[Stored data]
══════

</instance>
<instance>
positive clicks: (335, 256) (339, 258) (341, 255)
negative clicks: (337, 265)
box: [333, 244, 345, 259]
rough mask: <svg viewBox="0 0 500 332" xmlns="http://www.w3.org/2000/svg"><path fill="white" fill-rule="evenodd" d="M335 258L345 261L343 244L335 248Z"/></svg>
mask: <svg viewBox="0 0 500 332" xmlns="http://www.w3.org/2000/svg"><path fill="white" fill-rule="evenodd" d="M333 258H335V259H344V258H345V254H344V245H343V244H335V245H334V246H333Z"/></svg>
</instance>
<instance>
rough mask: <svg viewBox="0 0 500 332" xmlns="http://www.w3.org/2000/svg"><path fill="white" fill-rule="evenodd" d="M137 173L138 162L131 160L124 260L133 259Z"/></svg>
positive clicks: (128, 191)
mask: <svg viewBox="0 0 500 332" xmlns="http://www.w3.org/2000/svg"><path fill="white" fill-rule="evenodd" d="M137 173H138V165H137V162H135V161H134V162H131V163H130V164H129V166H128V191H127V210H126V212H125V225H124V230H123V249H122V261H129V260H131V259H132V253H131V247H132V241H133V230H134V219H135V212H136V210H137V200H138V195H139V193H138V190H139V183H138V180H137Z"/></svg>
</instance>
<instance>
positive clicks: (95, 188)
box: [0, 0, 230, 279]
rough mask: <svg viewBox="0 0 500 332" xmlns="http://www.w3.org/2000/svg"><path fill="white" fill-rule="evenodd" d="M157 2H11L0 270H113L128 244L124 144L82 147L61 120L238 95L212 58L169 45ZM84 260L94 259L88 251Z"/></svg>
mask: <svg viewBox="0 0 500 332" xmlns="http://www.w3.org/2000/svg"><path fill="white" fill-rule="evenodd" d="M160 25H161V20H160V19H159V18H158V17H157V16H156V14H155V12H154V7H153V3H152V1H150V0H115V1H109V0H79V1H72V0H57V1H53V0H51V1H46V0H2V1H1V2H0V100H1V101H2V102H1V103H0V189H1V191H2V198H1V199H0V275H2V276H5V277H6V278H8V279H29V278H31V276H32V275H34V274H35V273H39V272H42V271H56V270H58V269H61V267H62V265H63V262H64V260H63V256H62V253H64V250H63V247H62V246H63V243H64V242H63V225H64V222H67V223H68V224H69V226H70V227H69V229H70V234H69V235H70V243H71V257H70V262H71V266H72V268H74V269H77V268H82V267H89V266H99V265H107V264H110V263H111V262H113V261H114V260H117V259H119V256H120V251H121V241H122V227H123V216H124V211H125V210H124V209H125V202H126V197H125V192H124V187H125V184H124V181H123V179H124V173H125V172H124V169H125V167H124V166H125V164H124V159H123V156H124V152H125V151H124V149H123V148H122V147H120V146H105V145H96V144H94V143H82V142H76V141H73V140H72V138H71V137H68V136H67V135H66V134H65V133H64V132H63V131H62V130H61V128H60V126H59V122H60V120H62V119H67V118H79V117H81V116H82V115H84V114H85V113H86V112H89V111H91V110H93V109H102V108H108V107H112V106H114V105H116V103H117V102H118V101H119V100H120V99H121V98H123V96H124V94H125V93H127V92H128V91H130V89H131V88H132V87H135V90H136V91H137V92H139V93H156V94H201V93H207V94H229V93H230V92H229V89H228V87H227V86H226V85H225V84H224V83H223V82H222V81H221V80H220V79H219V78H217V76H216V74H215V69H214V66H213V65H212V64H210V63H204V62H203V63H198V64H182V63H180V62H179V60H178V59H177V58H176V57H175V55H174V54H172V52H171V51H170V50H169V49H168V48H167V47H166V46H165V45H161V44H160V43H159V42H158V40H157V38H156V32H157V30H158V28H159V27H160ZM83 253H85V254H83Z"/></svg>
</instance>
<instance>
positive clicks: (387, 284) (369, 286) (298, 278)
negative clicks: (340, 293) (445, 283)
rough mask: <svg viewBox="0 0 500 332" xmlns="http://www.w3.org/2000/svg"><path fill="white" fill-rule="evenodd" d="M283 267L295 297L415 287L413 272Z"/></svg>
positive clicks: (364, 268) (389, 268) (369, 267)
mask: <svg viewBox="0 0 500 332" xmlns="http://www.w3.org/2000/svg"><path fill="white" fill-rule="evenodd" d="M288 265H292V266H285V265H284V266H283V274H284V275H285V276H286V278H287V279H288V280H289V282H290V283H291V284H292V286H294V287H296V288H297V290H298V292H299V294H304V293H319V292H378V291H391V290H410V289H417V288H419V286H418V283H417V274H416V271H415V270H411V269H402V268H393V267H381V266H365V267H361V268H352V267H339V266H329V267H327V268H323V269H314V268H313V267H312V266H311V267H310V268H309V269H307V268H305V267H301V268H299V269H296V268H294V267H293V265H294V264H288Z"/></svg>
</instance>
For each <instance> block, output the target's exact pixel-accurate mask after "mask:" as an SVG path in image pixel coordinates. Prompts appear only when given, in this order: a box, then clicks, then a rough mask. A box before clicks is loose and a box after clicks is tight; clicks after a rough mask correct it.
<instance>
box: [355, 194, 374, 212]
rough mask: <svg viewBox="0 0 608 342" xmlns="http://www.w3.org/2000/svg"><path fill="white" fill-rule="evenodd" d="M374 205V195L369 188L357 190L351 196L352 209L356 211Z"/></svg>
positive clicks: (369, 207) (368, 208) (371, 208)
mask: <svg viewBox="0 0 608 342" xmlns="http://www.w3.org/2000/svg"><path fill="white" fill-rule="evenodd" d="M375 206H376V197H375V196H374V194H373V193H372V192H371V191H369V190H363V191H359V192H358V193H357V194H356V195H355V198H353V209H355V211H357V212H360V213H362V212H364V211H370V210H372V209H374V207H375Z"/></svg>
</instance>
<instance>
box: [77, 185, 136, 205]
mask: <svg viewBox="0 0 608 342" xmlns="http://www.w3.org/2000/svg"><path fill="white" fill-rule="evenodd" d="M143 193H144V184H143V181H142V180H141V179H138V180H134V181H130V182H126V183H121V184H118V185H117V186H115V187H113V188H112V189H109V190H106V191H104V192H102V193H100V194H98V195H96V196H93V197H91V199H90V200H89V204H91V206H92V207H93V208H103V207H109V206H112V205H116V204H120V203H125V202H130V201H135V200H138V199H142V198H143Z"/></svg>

══════

## Task to carry out
Write each line of the data down again exactly as it reads.

## Result for this exercise
</instance>
<instance>
positive clicks: (335, 256) (339, 258) (341, 255)
negative clicks: (337, 265)
box: [333, 244, 345, 259]
rough mask: <svg viewBox="0 0 500 332" xmlns="http://www.w3.org/2000/svg"><path fill="white" fill-rule="evenodd" d="M335 258L345 261L343 244L335 248Z"/></svg>
mask: <svg viewBox="0 0 500 332" xmlns="http://www.w3.org/2000/svg"><path fill="white" fill-rule="evenodd" d="M333 258H335V259H344V258H345V254H344V245H343V244H335V245H334V246H333Z"/></svg>
</instance>
<instance>
rough mask: <svg viewBox="0 0 500 332" xmlns="http://www.w3.org/2000/svg"><path fill="white" fill-rule="evenodd" d="M137 173L138 162L131 160L124 260L133 259Z"/></svg>
positive clicks: (128, 191)
mask: <svg viewBox="0 0 500 332" xmlns="http://www.w3.org/2000/svg"><path fill="white" fill-rule="evenodd" d="M137 173H138V165H137V162H135V161H134V162H131V163H130V164H129V166H128V191H127V210H126V212H125V225H124V230H123V249H122V261H129V260H131V259H132V253H131V247H132V241H133V230H134V219H135V212H136V210H137V200H138V195H139V193H138V190H139V183H138V180H137Z"/></svg>
</instance>
<instance>
positive clicks: (95, 188)
box: [0, 0, 230, 279]
rough mask: <svg viewBox="0 0 500 332" xmlns="http://www.w3.org/2000/svg"><path fill="white" fill-rule="evenodd" d="M157 2H11L0 270H113L128 244L124 144L82 147L61 120L238 95L212 58L169 45ZM84 260L94 259L88 251Z"/></svg>
mask: <svg viewBox="0 0 500 332" xmlns="http://www.w3.org/2000/svg"><path fill="white" fill-rule="evenodd" d="M160 25H161V20H160V19H159V18H158V17H157V16H156V14H155V12H154V7H153V3H152V1H150V0H115V1H109V0H79V1H72V0H57V1H53V0H51V1H46V0H2V1H1V2H0V100H1V101H2V102H1V103H0V189H1V191H2V198H1V199H0V275H2V276H5V277H6V278H8V279H29V278H31V276H32V275H34V274H35V273H39V272H42V271H56V270H58V269H61V267H62V265H63V262H64V260H63V256H62V253H64V250H63V247H62V246H63V243H64V242H63V225H64V222H67V223H68V224H69V226H70V227H69V229H70V234H69V235H70V243H71V257H70V262H71V266H72V268H74V269H77V268H82V267H89V266H99V265H107V264H110V263H111V262H113V261H114V260H117V259H119V256H120V251H121V241H122V227H123V216H124V211H125V210H124V209H125V202H126V197H125V192H124V187H125V184H124V181H123V179H124V173H125V172H124V169H125V167H124V166H125V164H124V159H123V156H124V152H125V151H124V149H123V148H122V147H120V146H105V145H96V144H94V143H82V142H76V141H73V140H72V138H71V137H68V136H67V135H66V134H65V133H64V132H63V131H62V130H61V128H60V126H59V122H60V120H62V119H67V118H79V117H81V116H82V115H84V114H85V113H86V112H89V111H91V110H93V109H102V108H108V107H112V106H114V105H116V103H117V102H118V101H119V100H120V99H121V98H123V96H124V94H125V93H127V92H128V91H130V89H131V88H132V87H135V90H136V91H137V92H139V93H156V94H201V93H207V94H229V93H230V92H229V89H228V87H227V86H226V85H225V84H224V83H223V82H222V81H221V80H220V79H219V78H217V76H216V74H215V69H214V66H213V65H212V64H210V63H204V62H203V63H198V64H182V63H180V62H179V60H178V59H177V58H176V57H175V55H174V54H172V52H171V51H170V50H169V49H168V48H167V47H166V46H165V45H161V44H160V43H159V42H158V40H157V38H156V32H157V30H158V28H159V27H160ZM83 253H85V254H83Z"/></svg>
</instance>
<instance>
positive clicks: (387, 284) (369, 286) (298, 278)
negative clicks: (340, 293) (445, 283)
rough mask: <svg viewBox="0 0 500 332" xmlns="http://www.w3.org/2000/svg"><path fill="white" fill-rule="evenodd" d="M283 267L295 297L415 287L413 272Z"/></svg>
positive clicks: (364, 268) (389, 268) (369, 267)
mask: <svg viewBox="0 0 500 332" xmlns="http://www.w3.org/2000/svg"><path fill="white" fill-rule="evenodd" d="M288 265H292V266H285V265H284V266H283V274H284V275H285V276H286V278H287V279H288V280H289V282H290V283H291V284H292V286H294V287H296V288H297V290H298V292H299V294H304V293H319V292H378V291H391V290H410V289H417V288H419V286H418V283H417V274H416V271H415V270H411V269H402V268H393V267H381V266H365V267H361V268H352V267H339V266H329V267H327V268H323V269H314V268H313V267H312V266H311V267H310V268H309V269H307V268H305V267H301V268H299V269H296V268H294V267H293V265H294V264H288Z"/></svg>
</instance>
For each <instance> block, output the target's exact pixel-accurate mask after "mask:" as an SVG path in image pixel coordinates. Prompts appear only when given, in this order: a box, then clicks, then a rough mask. A box before clicks is loose and a box after clicks is tight; clicks after a rough mask correct it.
<instance>
box: [355, 194, 374, 212]
rough mask: <svg viewBox="0 0 608 342" xmlns="http://www.w3.org/2000/svg"><path fill="white" fill-rule="evenodd" d="M374 205V195L369 188L357 190L351 196L352 209L356 211Z"/></svg>
positive clicks: (369, 207) (368, 208) (371, 208)
mask: <svg viewBox="0 0 608 342" xmlns="http://www.w3.org/2000/svg"><path fill="white" fill-rule="evenodd" d="M375 206H376V197H375V196H374V194H373V193H372V192H371V191H369V190H363V191H359V192H358V193H357V194H356V195H355V198H353V209H355V211H357V212H360V213H362V212H364V211H370V210H372V209H374V207H375Z"/></svg>
</instance>
<instance>
box: [77, 185, 136, 205]
mask: <svg viewBox="0 0 608 342" xmlns="http://www.w3.org/2000/svg"><path fill="white" fill-rule="evenodd" d="M143 193H144V184H143V181H142V180H141V179H138V180H134V181H130V182H126V183H121V184H118V185H117V186H115V187H113V188H112V189H109V190H106V191H104V192H102V193H100V194H98V195H96V196H93V197H91V199H90V200H89V204H91V206H92V207H93V208H103V207H109V206H112V205H116V204H120V203H125V202H130V201H135V200H138V199H142V198H143Z"/></svg>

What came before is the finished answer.